任务要求:
[1] 这篇讲用Prometheus监控Master节点组件的文档在开头点明了要监控的几个组件，请全部列出。
[2] 接着写这篇讲用Prometheus监控Master节点组件的文档，从它的最后一句之后往下续写。
=== 节选内容 ===
文档首页/ 云容器引擎 CCE/ 用户指南/ 可观测性/ 可观测性最佳实践/ 使用Prometheus监控Master节点组件指标
更新时间:2024-08-17 GMT+08:00

使用Prometheus监控Master节点组件指标

本文将介绍如何使用Prometheus对Master节点的kube-apiserver、kube-controller、kube-scheduler、etcd-server组件进行监控。

通过监控中心查看Master节点组件指标

云原生监控中心已支持对Master节点的kube-apiserver组件进行监控,您在集群中开通云原生监控中心后(安装云原生监控插件版本为3.5.0及以上),可以查看仪表盘中的APIServer视图,监控API指标。

如需对kube-controller、kube-scheduler、etcd-server组件进行监控,请参考以下步骤。

此3个组件监控指标不在容器基础指标范围,监控中心将该类指标上报至AOM后会进行收费,因此监控中心会默认屏蔽采集该类指标。

  1. 登录CCE控制台,单击集群名称进入集群详情页。
  2. 在左侧导航栏中选择“配置与密钥”,并切换至“monitoring”命名空间,找到名为“persistent-user-config”的配置项。
  3. 单击“更新”,对配置数据进行编辑,并在serviceMonitorDisable字段下删除以下配置。
=== 数据记录 ===
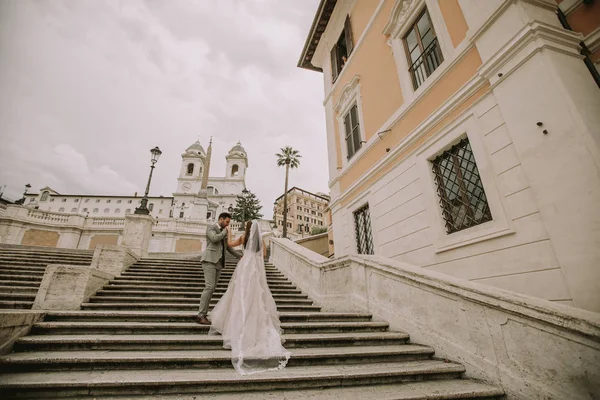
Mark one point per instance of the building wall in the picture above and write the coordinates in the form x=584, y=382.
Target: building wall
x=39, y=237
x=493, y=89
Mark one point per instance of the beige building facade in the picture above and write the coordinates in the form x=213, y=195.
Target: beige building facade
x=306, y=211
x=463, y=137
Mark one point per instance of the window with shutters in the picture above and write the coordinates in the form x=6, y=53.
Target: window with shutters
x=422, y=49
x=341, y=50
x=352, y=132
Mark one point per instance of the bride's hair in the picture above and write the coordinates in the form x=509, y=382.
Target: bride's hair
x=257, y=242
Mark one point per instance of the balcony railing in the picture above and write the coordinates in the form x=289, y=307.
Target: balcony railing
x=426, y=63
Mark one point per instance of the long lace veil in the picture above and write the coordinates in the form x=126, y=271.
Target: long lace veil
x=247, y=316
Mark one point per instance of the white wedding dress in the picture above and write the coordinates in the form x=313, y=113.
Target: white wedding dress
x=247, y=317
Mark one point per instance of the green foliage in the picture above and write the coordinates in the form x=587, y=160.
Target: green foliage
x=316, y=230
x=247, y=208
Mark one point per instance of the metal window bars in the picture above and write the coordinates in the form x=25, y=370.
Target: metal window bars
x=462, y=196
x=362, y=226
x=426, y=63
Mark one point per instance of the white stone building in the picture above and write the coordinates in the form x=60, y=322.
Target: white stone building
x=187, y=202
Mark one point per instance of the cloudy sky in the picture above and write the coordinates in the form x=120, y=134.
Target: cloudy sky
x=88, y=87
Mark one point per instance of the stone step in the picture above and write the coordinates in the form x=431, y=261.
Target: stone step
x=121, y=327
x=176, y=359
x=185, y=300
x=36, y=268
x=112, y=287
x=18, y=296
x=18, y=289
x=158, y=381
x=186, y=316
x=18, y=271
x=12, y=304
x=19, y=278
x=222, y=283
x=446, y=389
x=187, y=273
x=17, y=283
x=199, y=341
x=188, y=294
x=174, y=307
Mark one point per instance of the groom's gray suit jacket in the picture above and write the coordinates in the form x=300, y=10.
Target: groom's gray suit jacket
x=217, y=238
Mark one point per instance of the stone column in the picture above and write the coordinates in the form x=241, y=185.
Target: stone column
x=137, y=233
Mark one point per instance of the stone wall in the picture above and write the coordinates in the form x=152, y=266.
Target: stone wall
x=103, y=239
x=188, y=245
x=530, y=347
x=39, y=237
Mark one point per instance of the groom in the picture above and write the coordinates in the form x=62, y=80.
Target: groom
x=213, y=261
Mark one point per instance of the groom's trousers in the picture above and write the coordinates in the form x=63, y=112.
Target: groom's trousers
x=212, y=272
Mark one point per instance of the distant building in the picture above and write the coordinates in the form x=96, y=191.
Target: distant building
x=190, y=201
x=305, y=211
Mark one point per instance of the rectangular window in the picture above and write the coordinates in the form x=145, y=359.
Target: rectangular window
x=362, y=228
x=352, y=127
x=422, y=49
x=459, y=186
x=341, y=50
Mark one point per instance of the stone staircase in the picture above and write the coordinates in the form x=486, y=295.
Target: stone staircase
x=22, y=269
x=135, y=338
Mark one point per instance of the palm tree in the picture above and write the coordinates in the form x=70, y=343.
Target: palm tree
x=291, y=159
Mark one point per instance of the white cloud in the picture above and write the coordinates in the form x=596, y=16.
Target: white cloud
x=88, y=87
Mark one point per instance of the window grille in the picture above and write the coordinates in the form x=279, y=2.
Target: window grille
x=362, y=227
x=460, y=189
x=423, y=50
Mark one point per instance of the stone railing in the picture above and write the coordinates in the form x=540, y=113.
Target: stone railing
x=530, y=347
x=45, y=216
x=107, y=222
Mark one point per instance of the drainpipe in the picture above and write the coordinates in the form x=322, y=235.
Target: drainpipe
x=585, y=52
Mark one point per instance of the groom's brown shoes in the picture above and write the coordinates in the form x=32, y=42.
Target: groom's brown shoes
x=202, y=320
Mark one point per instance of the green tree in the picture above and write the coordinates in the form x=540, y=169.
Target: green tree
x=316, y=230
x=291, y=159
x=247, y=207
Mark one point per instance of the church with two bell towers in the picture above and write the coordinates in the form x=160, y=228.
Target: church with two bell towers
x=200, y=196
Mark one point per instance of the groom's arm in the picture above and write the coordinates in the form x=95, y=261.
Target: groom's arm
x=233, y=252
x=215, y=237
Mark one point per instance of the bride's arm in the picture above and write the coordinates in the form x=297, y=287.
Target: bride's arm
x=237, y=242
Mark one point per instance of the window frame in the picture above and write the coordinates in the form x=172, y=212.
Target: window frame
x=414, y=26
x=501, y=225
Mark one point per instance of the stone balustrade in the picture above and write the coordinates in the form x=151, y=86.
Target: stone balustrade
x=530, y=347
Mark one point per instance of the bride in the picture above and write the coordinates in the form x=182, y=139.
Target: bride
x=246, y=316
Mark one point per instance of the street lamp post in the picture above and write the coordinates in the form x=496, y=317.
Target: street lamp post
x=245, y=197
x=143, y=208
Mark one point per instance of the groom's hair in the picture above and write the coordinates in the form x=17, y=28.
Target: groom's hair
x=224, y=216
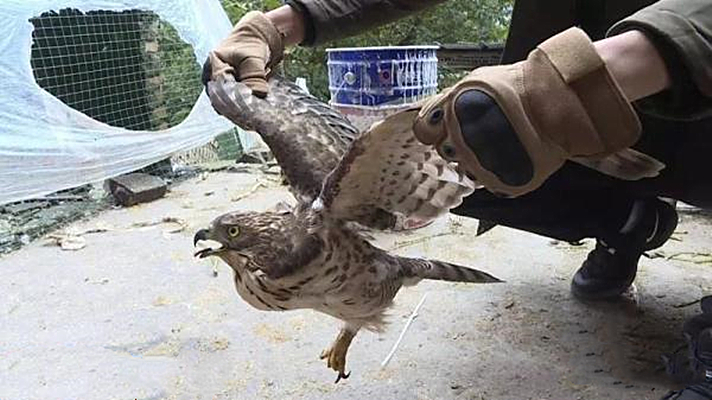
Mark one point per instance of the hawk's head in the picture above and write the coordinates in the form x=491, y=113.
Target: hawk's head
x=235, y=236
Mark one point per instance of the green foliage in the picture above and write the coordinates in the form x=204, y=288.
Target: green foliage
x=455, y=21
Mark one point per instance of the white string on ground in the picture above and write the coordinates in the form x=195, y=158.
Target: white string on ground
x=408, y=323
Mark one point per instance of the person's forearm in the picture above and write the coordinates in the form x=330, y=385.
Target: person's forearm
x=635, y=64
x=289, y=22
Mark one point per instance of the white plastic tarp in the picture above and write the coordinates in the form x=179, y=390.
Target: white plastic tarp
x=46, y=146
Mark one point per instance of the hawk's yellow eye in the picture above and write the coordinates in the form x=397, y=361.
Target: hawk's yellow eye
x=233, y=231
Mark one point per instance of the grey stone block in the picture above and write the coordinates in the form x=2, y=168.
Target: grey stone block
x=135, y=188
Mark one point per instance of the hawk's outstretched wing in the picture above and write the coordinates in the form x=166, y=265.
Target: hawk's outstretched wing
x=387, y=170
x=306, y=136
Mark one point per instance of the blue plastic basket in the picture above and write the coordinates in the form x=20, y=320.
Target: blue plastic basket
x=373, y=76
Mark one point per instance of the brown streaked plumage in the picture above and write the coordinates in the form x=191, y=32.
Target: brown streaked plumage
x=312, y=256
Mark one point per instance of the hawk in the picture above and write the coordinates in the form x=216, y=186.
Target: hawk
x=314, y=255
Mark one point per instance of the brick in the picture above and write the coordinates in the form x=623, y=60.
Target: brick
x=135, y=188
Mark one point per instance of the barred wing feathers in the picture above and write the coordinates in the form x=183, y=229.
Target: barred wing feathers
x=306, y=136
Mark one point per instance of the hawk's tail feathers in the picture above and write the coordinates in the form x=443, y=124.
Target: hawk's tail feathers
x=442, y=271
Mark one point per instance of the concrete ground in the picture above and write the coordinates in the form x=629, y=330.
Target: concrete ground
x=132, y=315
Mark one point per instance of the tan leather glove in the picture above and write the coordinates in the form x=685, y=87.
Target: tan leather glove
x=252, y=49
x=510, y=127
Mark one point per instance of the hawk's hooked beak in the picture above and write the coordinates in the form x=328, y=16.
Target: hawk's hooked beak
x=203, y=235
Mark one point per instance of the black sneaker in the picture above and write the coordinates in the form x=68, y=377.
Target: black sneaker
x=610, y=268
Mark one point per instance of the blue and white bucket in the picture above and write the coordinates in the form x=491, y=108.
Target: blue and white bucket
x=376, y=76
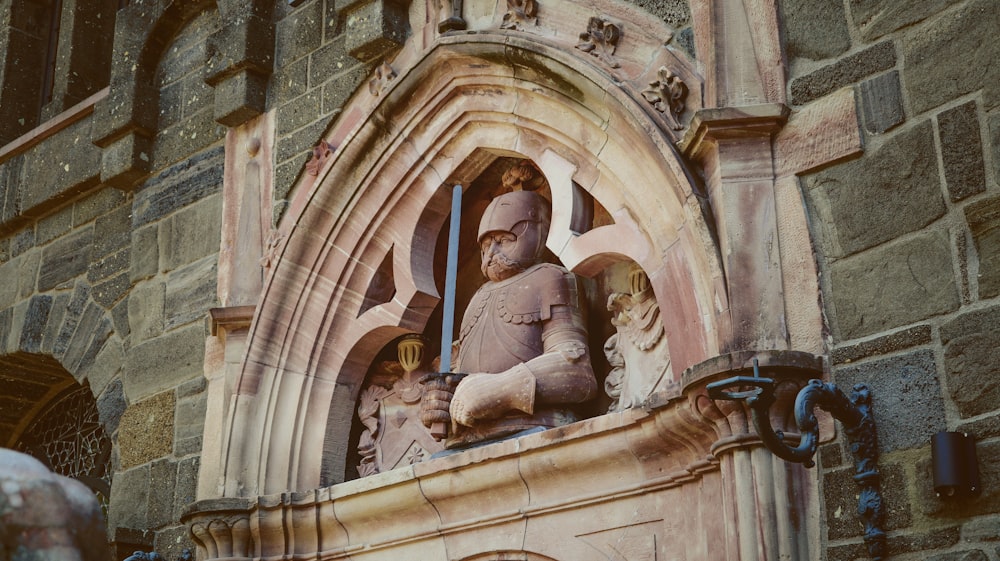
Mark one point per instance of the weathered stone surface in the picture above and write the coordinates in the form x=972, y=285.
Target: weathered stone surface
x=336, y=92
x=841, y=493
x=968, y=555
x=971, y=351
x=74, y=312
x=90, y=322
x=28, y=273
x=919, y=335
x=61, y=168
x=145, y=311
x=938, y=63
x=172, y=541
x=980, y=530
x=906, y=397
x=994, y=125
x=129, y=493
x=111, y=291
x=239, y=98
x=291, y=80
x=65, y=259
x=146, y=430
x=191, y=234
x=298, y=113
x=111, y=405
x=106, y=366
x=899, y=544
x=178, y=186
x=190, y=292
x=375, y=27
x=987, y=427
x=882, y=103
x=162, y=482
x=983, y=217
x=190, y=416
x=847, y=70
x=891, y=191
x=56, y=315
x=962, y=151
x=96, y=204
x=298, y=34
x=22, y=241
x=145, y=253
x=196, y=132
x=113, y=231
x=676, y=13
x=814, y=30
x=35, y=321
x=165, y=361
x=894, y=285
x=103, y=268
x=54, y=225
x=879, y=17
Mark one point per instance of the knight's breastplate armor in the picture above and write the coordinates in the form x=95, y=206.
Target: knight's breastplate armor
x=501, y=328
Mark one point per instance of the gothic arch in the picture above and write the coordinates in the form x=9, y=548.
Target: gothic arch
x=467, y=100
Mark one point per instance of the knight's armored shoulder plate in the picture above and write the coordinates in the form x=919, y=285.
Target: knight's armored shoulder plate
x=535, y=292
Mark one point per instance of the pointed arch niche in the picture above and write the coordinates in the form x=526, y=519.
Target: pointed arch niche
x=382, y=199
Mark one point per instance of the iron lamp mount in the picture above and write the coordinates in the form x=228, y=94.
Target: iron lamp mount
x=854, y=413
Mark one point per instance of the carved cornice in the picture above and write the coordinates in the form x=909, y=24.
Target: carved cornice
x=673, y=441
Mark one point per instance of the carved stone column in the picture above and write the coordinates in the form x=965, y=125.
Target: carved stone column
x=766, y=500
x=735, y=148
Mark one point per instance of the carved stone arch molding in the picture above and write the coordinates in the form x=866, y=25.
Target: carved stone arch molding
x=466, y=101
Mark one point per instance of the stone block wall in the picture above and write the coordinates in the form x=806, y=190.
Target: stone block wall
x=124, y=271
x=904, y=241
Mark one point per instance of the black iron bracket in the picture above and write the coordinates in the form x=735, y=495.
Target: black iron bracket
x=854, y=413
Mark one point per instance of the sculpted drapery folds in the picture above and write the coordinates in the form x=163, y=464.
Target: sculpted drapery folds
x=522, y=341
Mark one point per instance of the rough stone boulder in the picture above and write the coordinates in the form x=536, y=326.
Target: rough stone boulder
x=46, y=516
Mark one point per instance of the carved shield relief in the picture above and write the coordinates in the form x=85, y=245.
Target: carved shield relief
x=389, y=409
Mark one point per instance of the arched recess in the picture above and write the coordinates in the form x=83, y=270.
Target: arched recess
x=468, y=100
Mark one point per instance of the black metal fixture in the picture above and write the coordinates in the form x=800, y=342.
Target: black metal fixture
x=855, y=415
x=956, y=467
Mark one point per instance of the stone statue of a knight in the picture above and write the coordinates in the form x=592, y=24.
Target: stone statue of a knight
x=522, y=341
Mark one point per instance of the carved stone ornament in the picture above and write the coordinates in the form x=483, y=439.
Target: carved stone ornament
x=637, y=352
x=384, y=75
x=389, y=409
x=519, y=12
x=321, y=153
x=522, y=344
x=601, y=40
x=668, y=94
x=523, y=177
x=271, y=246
===
逐项结果:
[1] kube-apiserver、kube-controller、kube-scheduler、etcd-server

[2]
      serviceMonitorDisable:
      - monitoring/kube-controller
      - monitoring/kube-scheduler
      - monitoring/etcd-server
      - monitoring/log-operator
    图1 删除配置

  4. 单击“确定”。
  5. 等待5分钟后,您可前往AOM控制台,在“指标浏览”中找到集群上报的AOM实例,查看上述组件的指标。

    图2 查看指标

自建Prometheus采集Master节点组件指标

如果您需要通过Prometheus采集Master节点组件指标,可通过以下指导进行配置。

  • 集群版本需要v1.19及以上。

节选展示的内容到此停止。